Si no me equivoco (y perdónenme por no poder encontrar la referencia), el RAE acepta ese tipo de oraciones, por mucho que yo prefiero "habrías sido".


----------



## donbill

TheCrociato91 said:


> This is probably going to be off topic, but I don't see any mistake in Nomenclature's example. Using the past subjunctive where you might expect a past conditional (would have ...) in English is _not _a mistake in Spanish. I think there might about seven hundred threads on that topic.
> 
> twitter.com/RAEinforma/status/1185465871281676289 (with links to DPD and NGLE)


Thanks for the response. I agree with you. And there are many threads on the topic.

Borrego, Ascencio and Prieto, in _El subjuntivo: valores y usos, _p. 160, state that in the prótasis (si-clause), the pluscuamperfecto de subjuntivo can be followed in the apódosis (result clause) by either the condicional perfecto or the pluscuamperfecto de subjuntivo.

I confess that I consistently use the conditional perfect, but I suppose that's just my desire as a non-native to simplify.


----------



## gengo

Nomenclature said:


> Suena bien de la manera "correcta" también. Pero la "incorrecta" es más común



Not by a long shot.  Unlike other common mistakes such as lay versus lie, which are indeed so prevalent as to be arguably acceptable (not by me, of course), this misuse of "would have" is not nearly as prevalent among the educated speakers I know.  To me, it is a red flag indicating either a lack of education or a lack of interest in grammar.  You are obviously well educated about grammar, so I'm surprised to hear you say this.

### [RECORD SET]
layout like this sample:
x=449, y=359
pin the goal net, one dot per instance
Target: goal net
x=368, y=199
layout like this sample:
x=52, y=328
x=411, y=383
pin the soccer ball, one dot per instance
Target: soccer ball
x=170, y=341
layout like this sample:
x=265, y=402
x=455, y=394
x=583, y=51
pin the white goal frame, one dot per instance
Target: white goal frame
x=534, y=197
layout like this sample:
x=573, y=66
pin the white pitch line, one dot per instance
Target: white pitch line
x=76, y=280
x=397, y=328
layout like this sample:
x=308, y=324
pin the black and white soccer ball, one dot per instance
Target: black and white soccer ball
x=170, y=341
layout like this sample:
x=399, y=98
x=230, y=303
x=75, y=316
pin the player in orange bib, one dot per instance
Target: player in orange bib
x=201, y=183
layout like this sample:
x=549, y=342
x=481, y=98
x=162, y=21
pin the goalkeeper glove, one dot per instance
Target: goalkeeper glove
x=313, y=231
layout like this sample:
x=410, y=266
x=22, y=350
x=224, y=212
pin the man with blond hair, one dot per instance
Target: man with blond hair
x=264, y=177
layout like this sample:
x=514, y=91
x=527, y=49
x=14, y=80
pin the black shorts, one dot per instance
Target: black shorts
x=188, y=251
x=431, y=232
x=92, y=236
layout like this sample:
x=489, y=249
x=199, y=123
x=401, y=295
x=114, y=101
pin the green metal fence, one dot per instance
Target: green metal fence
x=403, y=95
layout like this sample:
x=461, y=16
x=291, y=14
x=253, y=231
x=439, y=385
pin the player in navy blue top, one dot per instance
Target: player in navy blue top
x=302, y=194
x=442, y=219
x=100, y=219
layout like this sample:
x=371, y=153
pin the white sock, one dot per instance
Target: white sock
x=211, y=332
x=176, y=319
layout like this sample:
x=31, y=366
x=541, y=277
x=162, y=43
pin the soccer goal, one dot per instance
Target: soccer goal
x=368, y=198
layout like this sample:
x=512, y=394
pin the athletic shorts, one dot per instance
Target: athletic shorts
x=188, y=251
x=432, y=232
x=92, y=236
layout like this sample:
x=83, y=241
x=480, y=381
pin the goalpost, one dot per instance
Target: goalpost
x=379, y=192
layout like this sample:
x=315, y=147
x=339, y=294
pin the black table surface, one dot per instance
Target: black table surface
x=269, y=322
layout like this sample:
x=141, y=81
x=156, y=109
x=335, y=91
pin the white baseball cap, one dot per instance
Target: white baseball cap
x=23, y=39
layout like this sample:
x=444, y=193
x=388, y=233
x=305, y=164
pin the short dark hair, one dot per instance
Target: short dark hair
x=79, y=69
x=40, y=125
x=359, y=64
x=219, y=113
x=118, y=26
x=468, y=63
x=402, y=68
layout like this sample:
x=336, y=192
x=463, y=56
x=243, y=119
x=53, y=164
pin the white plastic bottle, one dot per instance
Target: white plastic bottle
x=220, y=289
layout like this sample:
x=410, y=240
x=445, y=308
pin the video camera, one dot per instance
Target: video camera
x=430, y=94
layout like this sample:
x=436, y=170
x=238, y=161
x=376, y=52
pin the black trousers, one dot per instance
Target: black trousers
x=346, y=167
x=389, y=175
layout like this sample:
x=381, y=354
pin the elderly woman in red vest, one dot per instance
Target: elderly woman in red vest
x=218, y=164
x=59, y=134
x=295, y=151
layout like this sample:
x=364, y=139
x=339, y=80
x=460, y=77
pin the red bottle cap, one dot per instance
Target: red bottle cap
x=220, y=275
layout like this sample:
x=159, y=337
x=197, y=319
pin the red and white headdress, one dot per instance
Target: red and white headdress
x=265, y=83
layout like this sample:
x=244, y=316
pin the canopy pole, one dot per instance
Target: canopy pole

### [GOALS]
(1) According to the forum thread on Spanish conditional sentences, on what page of *El subjuntivo: valores y usos* do Borrego, Ascencio and Prieto make their statement?
(2) Rewrite the part of the forum thread on Spanish conditional sentences that opens with the words "Thanks for the" and closes with "non-native to simplify.", putting "past conditional" in place of "conditional perfect".

### [TASK-BY-TASK RESULTS]
(1) Page 160.

(2)
Thanks for the response. I agree with you. And there are many threads on the topic.

Borrego, Ascencio and Prieto, in _El subjuntivo: valores y usos, _p. 160, state that in the prótasis (si-clause), the pluscuamperfecto de subjuntivo can be followed in the apódosis (result clause) by either the condicional perfecto or the pluscuamperfecto de subjuntivo.

I confess that I consistently use the past conditional, but I suppose that's just my desire as a non-native to simplify.